■ **Work instructions**
Can you copy the stretch of the Ethernet and Infiniband post below from "I concur with" through "the required elements." word for word?

■ **Selected passage**
━━━━━━

I concur with Petar. At Intel, we consider the Top 500
supercomputers to be a bellweather for future commercial performance
compute cluster trends. Infiniband has been growing at a faster rate
than Ethernet in the Top 500 supercomputers partly because of lower
latency and partly because of higher bandwidth/$ compared to 10GbE in
the recent past. Instead of giving up the large commercial server
cluster interconnect market to Infiniband, 802.3 should define
standards that allow Ethernet to be more competitive. A low-cost
100m cable spec for 40/100G is one of the required elements.
Rob Hays
Intel Corporation
------------------------------------------------------------------------
*From:* Petar Pepeljugoski [mailto:petarp@xxxxxxxxxx]
*Sent:* Friday, July 11, 2008 11:23 AM
*To:* STDS-802-3-HSSG@xxxxxxxxxxxxxxxxx
*Subject:* Re: [802.3BA] XR ad hoc Phone Conference Notice
Paul,
I can't disagree more with you. If you go to top500.org, and scroll
down to "Other highlights from the latest list", the last bullet says:
"The last system on the list would have been listed at position 200
in the previous TOP500 just six months ago. This is the largest
turnover rate in the 16-year history of the TOP500 project."

━━━━━━

■ **Dataset excerpt**
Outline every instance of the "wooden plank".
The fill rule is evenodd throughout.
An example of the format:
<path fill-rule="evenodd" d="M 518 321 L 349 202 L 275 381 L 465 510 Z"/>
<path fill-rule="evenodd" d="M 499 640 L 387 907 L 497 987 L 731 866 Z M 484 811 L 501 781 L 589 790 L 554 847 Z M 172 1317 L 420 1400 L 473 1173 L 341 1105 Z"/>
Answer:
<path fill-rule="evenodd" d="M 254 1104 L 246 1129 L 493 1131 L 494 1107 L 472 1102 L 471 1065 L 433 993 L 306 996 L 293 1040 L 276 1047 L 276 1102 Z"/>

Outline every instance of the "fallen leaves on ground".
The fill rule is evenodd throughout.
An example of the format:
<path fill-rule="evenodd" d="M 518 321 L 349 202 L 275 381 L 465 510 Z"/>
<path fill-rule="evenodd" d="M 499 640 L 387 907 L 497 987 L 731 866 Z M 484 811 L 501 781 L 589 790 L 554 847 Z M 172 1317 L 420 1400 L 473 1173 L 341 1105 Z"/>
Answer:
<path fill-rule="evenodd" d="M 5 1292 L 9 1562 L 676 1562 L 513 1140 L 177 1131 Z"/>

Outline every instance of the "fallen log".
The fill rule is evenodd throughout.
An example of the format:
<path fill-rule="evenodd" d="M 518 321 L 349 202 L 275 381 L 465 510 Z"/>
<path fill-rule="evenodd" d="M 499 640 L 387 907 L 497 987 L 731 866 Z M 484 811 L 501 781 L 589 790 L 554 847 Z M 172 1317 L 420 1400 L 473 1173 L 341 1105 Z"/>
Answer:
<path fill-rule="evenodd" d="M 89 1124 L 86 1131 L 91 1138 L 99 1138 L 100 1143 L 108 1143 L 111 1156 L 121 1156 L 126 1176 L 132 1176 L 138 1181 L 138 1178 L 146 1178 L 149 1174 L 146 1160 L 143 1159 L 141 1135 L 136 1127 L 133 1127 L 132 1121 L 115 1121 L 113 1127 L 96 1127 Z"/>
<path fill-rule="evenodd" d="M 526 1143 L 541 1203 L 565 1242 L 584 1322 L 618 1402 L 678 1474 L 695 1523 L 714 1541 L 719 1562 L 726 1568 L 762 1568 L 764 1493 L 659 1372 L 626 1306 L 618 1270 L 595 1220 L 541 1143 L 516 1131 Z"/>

━━━━━━

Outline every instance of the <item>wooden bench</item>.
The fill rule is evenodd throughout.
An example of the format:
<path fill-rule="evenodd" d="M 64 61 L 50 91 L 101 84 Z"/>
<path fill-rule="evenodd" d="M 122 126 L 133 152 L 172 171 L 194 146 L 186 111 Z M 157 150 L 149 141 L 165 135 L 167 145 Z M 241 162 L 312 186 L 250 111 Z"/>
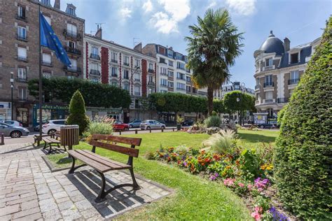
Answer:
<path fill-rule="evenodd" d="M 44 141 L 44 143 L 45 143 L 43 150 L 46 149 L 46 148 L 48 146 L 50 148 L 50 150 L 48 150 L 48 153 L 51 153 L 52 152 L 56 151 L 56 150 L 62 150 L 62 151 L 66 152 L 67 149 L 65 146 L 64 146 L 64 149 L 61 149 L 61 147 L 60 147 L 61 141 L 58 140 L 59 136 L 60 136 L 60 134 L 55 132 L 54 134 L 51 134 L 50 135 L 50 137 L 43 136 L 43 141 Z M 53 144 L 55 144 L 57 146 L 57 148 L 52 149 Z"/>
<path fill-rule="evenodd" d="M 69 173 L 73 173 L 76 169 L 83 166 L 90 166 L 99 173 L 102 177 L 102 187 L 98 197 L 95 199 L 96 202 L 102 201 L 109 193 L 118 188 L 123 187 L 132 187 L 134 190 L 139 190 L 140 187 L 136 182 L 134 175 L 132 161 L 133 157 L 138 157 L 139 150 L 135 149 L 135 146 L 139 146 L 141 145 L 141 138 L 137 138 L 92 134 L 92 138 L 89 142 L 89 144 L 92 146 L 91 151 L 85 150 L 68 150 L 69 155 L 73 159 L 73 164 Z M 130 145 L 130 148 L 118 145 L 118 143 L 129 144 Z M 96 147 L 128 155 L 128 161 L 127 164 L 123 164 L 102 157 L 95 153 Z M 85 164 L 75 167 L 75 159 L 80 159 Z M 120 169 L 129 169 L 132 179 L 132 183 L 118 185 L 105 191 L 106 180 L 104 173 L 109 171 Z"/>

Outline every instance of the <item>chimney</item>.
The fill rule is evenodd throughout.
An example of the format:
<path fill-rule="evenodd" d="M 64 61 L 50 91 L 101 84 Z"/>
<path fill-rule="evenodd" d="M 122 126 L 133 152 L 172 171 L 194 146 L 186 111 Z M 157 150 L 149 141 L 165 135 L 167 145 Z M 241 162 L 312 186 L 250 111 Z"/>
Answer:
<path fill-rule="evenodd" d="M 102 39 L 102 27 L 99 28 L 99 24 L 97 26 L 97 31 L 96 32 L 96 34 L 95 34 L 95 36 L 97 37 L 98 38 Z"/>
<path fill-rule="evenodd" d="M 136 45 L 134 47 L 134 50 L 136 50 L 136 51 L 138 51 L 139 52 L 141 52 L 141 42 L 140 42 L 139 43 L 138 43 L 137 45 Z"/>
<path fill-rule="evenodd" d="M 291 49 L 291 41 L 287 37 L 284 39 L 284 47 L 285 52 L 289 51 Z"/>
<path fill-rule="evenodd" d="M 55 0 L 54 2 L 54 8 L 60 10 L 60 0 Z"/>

━━━━━━

■ **Solution to this exercise**
I concur with Petar. At Intel, we consider the Top 500
supercomputers to be a bellweather for future commercial performance
compute cluster trends. Infiniband has been growing at a faster rate
than Ethernet in the Top 500 supercomputers partly because of lower
latency and partly because of higher bandwidth/$ compared to 10GbE in
the recent past. Instead of giving up the large commercial server
cluster interconnect market to Infiniband, 802.3 should define
standards that allow Ethernet to be more competitive. A low-cost
100m cable spec for 40/100G is one of the required elements.